**Registros de dados**
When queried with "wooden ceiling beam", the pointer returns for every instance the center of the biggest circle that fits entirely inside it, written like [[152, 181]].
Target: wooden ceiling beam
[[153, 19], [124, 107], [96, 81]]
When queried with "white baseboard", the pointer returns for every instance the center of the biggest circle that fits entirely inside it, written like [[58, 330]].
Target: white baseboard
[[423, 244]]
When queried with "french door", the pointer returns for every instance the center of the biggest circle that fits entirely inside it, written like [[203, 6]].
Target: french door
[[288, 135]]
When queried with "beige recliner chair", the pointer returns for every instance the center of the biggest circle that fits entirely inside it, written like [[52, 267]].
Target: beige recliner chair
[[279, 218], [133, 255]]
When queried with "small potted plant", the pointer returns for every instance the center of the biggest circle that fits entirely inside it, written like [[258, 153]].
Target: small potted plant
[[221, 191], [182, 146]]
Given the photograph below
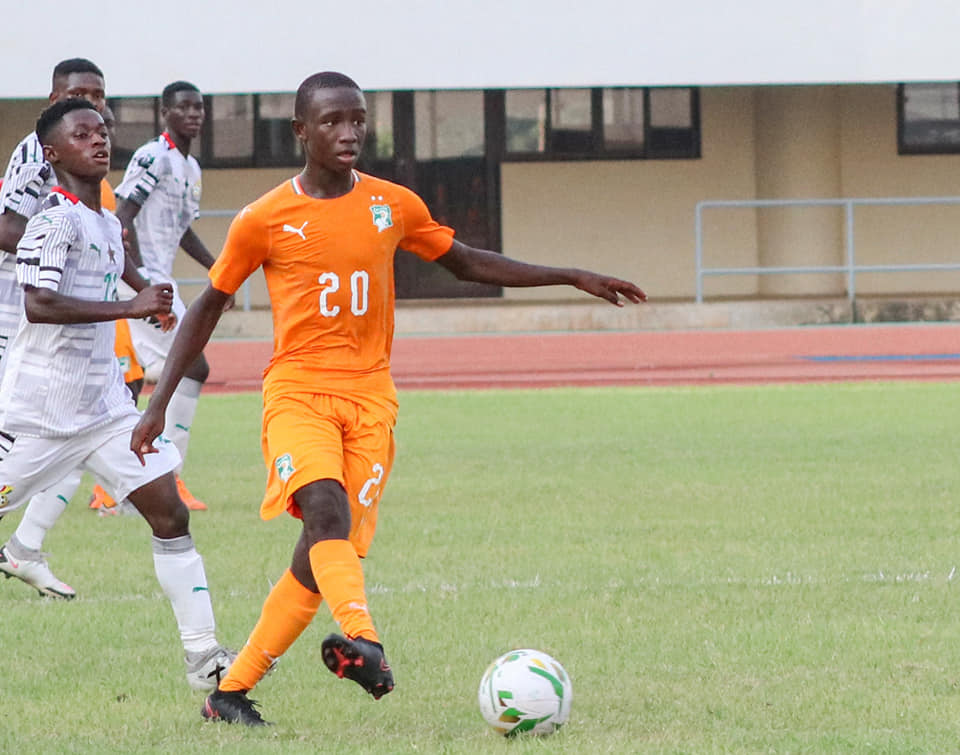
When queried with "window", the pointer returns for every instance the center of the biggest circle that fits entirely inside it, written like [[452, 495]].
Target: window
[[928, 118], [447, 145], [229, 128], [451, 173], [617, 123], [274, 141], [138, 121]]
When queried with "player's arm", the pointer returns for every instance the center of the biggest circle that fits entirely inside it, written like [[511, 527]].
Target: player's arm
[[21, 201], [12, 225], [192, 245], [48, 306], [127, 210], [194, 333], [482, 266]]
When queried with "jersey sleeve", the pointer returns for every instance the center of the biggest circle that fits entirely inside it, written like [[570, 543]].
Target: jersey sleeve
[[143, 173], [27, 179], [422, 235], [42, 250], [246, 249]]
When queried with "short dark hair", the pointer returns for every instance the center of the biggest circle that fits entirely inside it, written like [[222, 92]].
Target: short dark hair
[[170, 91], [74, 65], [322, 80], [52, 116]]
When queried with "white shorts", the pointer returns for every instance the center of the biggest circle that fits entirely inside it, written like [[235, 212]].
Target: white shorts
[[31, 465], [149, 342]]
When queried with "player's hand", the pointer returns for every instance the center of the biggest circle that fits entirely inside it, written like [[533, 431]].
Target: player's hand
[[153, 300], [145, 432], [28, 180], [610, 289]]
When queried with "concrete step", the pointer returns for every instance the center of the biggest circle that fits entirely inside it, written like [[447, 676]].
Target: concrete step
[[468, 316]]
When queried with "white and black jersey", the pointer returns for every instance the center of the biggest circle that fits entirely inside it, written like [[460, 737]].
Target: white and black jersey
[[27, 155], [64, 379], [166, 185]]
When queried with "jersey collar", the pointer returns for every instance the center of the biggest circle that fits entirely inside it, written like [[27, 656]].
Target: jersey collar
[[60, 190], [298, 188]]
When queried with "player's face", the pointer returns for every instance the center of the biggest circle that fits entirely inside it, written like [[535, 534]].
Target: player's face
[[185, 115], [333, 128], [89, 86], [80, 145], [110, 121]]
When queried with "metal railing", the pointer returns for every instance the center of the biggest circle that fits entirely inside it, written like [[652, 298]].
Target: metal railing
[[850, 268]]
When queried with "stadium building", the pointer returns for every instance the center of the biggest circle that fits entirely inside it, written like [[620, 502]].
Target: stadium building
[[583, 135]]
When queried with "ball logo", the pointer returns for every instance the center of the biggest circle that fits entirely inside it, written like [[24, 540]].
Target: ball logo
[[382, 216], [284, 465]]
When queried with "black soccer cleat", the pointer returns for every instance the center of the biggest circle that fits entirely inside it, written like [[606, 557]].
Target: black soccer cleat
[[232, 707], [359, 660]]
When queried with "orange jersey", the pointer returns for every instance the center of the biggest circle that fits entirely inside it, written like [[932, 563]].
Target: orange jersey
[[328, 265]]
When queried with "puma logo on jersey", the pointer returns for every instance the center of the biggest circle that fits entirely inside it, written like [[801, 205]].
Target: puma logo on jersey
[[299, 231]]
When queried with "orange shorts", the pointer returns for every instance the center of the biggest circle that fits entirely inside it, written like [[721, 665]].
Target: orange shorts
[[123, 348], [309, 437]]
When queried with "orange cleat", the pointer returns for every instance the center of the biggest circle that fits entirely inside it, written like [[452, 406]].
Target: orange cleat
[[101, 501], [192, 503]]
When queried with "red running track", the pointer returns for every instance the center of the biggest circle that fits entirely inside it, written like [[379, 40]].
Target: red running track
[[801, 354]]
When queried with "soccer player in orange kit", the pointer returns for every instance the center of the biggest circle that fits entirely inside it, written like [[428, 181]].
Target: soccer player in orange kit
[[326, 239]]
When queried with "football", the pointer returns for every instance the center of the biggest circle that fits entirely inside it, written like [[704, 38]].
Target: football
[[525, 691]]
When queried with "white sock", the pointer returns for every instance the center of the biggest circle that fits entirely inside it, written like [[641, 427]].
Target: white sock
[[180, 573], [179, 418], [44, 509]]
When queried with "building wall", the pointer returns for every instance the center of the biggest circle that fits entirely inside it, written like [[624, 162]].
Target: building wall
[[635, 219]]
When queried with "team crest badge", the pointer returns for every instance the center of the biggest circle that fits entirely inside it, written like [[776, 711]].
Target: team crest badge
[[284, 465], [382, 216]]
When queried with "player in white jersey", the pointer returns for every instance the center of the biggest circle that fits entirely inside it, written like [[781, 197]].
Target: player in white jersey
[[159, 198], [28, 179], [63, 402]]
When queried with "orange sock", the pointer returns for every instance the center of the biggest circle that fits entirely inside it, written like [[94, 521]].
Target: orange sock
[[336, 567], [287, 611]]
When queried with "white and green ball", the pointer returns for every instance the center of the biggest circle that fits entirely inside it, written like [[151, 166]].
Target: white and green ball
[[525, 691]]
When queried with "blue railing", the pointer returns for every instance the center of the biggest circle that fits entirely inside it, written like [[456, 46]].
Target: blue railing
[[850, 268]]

**Tarefa a realizar**
Reproduza palavra por palavra todas as linhas acima e deixe as imagens de fora da resposta.

**Resposta do exercício**
When queried with "wooden ceiling beam", the pointer returns for every instance the center of the biggest circle that fits entirely inside it, written like [[152, 181]].
Target: wooden ceiling beam
[[153, 19], [124, 107], [96, 81]]
When queried with "white baseboard", the pointer returns for every instance the center of the biggest circle that fits entirely inside it, written like [[58, 330]].
Target: white baseboard
[[423, 244]]
When queried with "french door", the pointer returns for every instance the center of the biggest circle that fits entirely inside it, written like [[203, 6]].
Target: french door
[[288, 135]]
When queried with "beige recliner chair", the pointer returns for every instance the center of the biggest circle that fits entirely inside it, written like [[52, 267]].
Target: beige recliner chair
[[279, 218], [133, 255]]
When queried with "small potted plant", the pointer returns for every instance the center of the biggest circle that fits entirely inside it, written like [[258, 153]].
Target: small potted plant
[[221, 191], [182, 146]]
Given the photograph below
When queried with "window", the pointer returns for every instance the center of the biggest circle that fits entirely inside it, written like [[452, 495]].
Target: window
[[928, 118], [447, 145], [229, 128], [451, 173], [617, 123], [274, 141], [138, 121]]
When queried with "player's arm", the pointer returns for every instance the center of the biggest circle that fits entirely inside it, written like [[511, 527]].
Target: player's arm
[[21, 201], [12, 225], [192, 245], [48, 306], [127, 210], [194, 333], [482, 266]]
When queried with "jersey sleeve", the pointer returns for every instance the center of the biggest circle that fits entirely inside it, written like [[570, 543]].
Target: jersey sleeve
[[143, 173], [27, 179], [422, 235], [42, 250], [246, 249]]
When queried with "short dark hair", the pointer returns for every instance the center of the biggest circle that fits entirely inside it, written like [[222, 92]].
Target: short dark hair
[[170, 91], [74, 65], [322, 80], [52, 116]]
When queried with "white shorts", the pointer returns for every instance the center of the biggest circle that fits entirely inside it, written like [[235, 212]].
Target: white shorts
[[31, 465], [149, 342]]
When queried with "player's hand", the pointer returns for every instance the center of the biggest circle that fits entirely inside it, written like [[533, 431]].
Target: player's hand
[[153, 300], [145, 432], [28, 180], [610, 289]]
When queried with "concrete step", the pointer returns for every instance the center of the biggest circle that fits entirely inside it, written like [[447, 676]].
Target: concrete step
[[468, 316]]
When queried with "white and black jersey", the pointer returns for every instance the center of the biggest circle that fits entirely inside it, written like [[460, 737]].
Target: white and black jersey
[[27, 155], [64, 379], [166, 185]]
When queried with "jersey collar", the pointer returns for every instance the center of the biggest circle that fits entirely inside it, written like [[27, 656]].
Target: jersey collar
[[60, 190], [298, 188]]
When queried with "player's face", the pointer returns for every instance the center of the biggest circle that fits entirely inside it, written like [[535, 534]].
Target: player's face
[[185, 115], [333, 128], [89, 86], [80, 145], [110, 121]]
When queried with "metal railing", the pointer returns for every instance the center of the biggest circle that fits entirely inside it, written like [[652, 298]].
Target: metal railing
[[850, 268]]
When queried with "stadium building", the pointer returns for every instance the center of the biggest circle that fits entirely inside it, written like [[620, 502]].
Target: stadium building
[[583, 135]]
When queried with "ball logo", the pointer returns for every instance the center of the biggest circle that fits entirely inside it, written like [[24, 540]].
Target: ball logo
[[382, 216], [284, 465]]
When queried with "black soccer cleat", the pointer returns for every instance the center of the biggest circle that fits entirely inside it, written like [[606, 557]].
Target: black soccer cleat
[[232, 707], [359, 660]]
When queried with "orange jersey", the pointer returns for every instance the center of the biggest circle that fits entirely inside it, written like [[932, 563]].
Target: orange jersey
[[328, 265]]
When queried with "puma logo on jersey", the pointer returns for every instance the center of the biggest circle that fits entirely inside it, written like [[801, 205]].
Target: puma logo on jersey
[[299, 231]]
When queried with "orange shorts", the pointer returns for every instance the center of the biggest circle that fits entirely inside it, written like [[721, 665]].
Target: orange shorts
[[123, 348], [309, 437]]
When queried with "orange cleat", the pointer returns for every instance the center of the biggest circle that fits entirely inside it, written like [[452, 406]].
Target: orange cleat
[[101, 501], [192, 503]]
When queried with "red running track", the pointer returns for every instance the center of the biggest circle that fits entirely inside it, written like [[379, 40]].
Target: red running track
[[801, 354]]
When queried with "soccer player in orange kit", the pointer returns for every instance the center of the biggest circle that fits entirely inside it, written like [[428, 181]].
Target: soccer player in orange kit
[[326, 239]]
When queried with "football", the pointer returns for every instance the center of the biggest circle that fits entirely inside it, written like [[704, 38]].
Target: football
[[525, 691]]
When queried with "white sock", the pointer returns for every instance the center of the biggest circle that fits entirely inside it, written like [[641, 427]].
Target: white sock
[[180, 573], [179, 418], [44, 509]]
When queried with "building wall", the pointer returns for every instance the center of the biggest circle that fits entirely inside it, written like [[624, 162]].
Target: building wall
[[635, 219]]
When queried with "team crest badge", the pointer returns for every instance the center of the biggest circle that fits entirely inside it, written like [[776, 711]].
Target: team crest badge
[[284, 465], [382, 216]]
When queried with "player in white jersey", the pointer returns for every instance the center of the biggest circle that fits entirely inside it, written like [[781, 197]].
Target: player in white jersey
[[159, 198], [28, 179], [63, 402]]
When queried with "orange sock", the pointer returns for every instance the center of the biggest circle that fits entirely inside it, written like [[94, 521]].
Target: orange sock
[[336, 567], [287, 611]]
When queried with "white and green ball", the pointer returns for every instance the center of the biggest circle that fits entirely inside it, written like [[151, 166]].
Target: white and green ball
[[525, 691]]
When queried with "blue railing", the pointer returns for every instance the center of the biggest circle that fits entirely inside it, written like [[456, 46]].
Target: blue railing
[[850, 268]]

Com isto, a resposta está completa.